## PROBLEMAS A RESOLVER
• A. Copie do trecho sobre IA no Judiciário a parte que vai de "O futuro do" a "tribunais do país.".
• B. Segundo o trecho sobre IA no Judiciário, quem tem a atuação jurídica moldada pelos pilares da nova Resolução? Liste todos.
• C. No trecho sobre IA no Judiciário, qual resolução é substituída pela Resolução nº 615/2025?

## TRECHO DA PÁGINA
O futuro do uso de inteligência artificial pelo Judiciário
Resolução do CNJ define regras para o desenvolvimento, implantação e uso de IA nos tribunais brasileiros
O uso de inteligência artificial (IA) pelo Judiciário brasileiro cresce de forma acelerada, transformando rotinas, decisões e a própria dinâmica dos tribunais. Nesse contexto de inovação e desafios, a Resolução nº 615/2025 do Conselho Nacional de Justiça (CNJ) surge em um momento crucial, estabelecendo um marco regulatório abrangente para o desenvolvimento, implantação e uso de IA em todos os tribunais do país.
Aprovada em março de 2025, a Resolução substitui a 332/2020 e incorpora as lições de cinco anos de experiência com IA no Poder Judiciário. O novo texto amplia exigências de governança, classifica aplicações por grau de risco, reforça a supervisão humana obrigatória e descreve mecanismos concretos para garantir transparência, proteção de dados e segurança da informação. Esses pilares moldam não só o presente, mas também o futuro da atuação jurídica — de magistrados a advogados, de servidores a legaltechs.
É fato corrente que o Judiciário já utiliza IA para diversas finalidades, desde automação de tarefas administrativas até apoio à análise de grandes volumes de dados processuais. Para lidar com os riscos e potencialidades do avanço na sua utilização, a norma define diretrizes para o uso de soluções de IA pelo Poder Judiciário, tendo como princípios a centralidade da pessoa humana e o respeito aos direitos fundamentais.

## LISTAGEM
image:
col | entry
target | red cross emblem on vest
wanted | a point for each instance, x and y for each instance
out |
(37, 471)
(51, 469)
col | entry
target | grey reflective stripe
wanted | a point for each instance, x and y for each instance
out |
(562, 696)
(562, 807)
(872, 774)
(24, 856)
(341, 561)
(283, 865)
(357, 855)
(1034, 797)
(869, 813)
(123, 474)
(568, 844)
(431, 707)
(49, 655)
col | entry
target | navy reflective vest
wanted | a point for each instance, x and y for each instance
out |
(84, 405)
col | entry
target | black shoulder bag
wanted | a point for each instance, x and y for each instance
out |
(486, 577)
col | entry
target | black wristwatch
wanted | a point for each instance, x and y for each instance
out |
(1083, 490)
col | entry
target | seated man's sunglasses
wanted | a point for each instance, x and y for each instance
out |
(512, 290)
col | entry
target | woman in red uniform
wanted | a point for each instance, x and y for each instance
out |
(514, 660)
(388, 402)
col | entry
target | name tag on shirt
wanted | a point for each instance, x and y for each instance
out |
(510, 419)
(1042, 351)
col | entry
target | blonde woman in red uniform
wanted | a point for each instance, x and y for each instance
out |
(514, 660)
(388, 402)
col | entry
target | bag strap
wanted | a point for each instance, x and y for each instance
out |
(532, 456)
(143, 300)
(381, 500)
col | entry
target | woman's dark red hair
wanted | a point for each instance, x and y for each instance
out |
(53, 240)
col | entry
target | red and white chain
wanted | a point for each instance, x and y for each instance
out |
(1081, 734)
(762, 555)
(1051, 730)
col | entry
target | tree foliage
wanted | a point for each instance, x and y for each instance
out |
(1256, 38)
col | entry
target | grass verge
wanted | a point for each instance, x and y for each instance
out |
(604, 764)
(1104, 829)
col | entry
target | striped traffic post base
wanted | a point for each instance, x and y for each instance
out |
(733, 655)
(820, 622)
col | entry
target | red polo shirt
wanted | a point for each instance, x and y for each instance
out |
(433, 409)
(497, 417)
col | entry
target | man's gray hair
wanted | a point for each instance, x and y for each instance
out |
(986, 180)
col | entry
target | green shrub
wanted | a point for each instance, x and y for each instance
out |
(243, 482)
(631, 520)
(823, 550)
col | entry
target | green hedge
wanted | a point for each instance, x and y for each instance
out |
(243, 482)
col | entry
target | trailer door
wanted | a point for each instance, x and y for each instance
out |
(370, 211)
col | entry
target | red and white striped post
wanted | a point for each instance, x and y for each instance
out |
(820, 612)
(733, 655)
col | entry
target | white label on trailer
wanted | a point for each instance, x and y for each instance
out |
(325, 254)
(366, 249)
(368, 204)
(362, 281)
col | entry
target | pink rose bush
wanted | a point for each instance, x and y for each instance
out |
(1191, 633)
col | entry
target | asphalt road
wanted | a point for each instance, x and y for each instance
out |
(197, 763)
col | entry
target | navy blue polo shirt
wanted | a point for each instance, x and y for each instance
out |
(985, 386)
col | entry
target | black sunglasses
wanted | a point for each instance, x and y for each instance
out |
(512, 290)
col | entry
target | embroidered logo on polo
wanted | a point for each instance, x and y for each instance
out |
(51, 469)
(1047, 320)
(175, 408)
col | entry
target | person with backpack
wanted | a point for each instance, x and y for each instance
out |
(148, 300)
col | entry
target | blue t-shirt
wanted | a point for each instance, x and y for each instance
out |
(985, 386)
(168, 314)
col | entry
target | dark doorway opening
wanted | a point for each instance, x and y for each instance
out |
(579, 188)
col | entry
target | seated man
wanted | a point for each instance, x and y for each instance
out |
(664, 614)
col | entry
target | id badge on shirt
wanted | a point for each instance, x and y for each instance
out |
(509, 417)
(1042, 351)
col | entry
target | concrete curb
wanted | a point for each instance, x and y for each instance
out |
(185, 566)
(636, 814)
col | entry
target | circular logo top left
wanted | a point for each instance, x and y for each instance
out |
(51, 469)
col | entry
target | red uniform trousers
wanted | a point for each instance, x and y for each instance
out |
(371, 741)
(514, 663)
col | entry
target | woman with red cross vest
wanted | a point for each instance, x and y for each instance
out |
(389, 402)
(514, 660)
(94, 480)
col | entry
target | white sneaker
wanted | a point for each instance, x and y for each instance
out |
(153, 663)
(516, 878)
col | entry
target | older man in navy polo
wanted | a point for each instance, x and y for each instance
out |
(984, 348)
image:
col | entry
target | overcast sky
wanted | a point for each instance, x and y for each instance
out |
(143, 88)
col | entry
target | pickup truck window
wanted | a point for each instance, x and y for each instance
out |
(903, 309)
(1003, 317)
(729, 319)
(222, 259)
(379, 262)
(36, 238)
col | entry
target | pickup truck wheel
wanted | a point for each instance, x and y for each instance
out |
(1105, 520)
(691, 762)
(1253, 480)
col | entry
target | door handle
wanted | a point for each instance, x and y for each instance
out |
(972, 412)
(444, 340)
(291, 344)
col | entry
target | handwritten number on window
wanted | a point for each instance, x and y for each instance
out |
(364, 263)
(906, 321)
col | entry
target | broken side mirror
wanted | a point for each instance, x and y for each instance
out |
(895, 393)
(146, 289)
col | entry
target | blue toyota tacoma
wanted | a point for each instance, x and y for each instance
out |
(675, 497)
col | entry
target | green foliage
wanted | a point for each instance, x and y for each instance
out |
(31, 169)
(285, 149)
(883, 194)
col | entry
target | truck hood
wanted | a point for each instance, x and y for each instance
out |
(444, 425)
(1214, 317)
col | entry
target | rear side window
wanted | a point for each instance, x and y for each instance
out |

## RESPOSTAS FINAIS
• A.
O futuro do uso de inteligência artificial pelo Judiciário
Resolução do CNJ define regras para o desenvolvimento, implantação e uso de IA nos tribunais brasileiros
O uso de inteligência artificial (IA) pelo Judiciário brasileiro cresce de forma acelerada, transformando rotinas, decisões e a própria dinâmica dos tribunais. Nesse contexto de inovação e desafios, a Resolução nº 615/2025 do Conselho Nacional de Justiça (CNJ) surge em um momento crucial, estabelecendo um marco regulatório abrangente para o desenvolvimento, implantação e uso de IA em todos os tribunais do país.

• B. Magistrados, advogados, servidores e legaltechs.

• C. A Resolução 332/2020.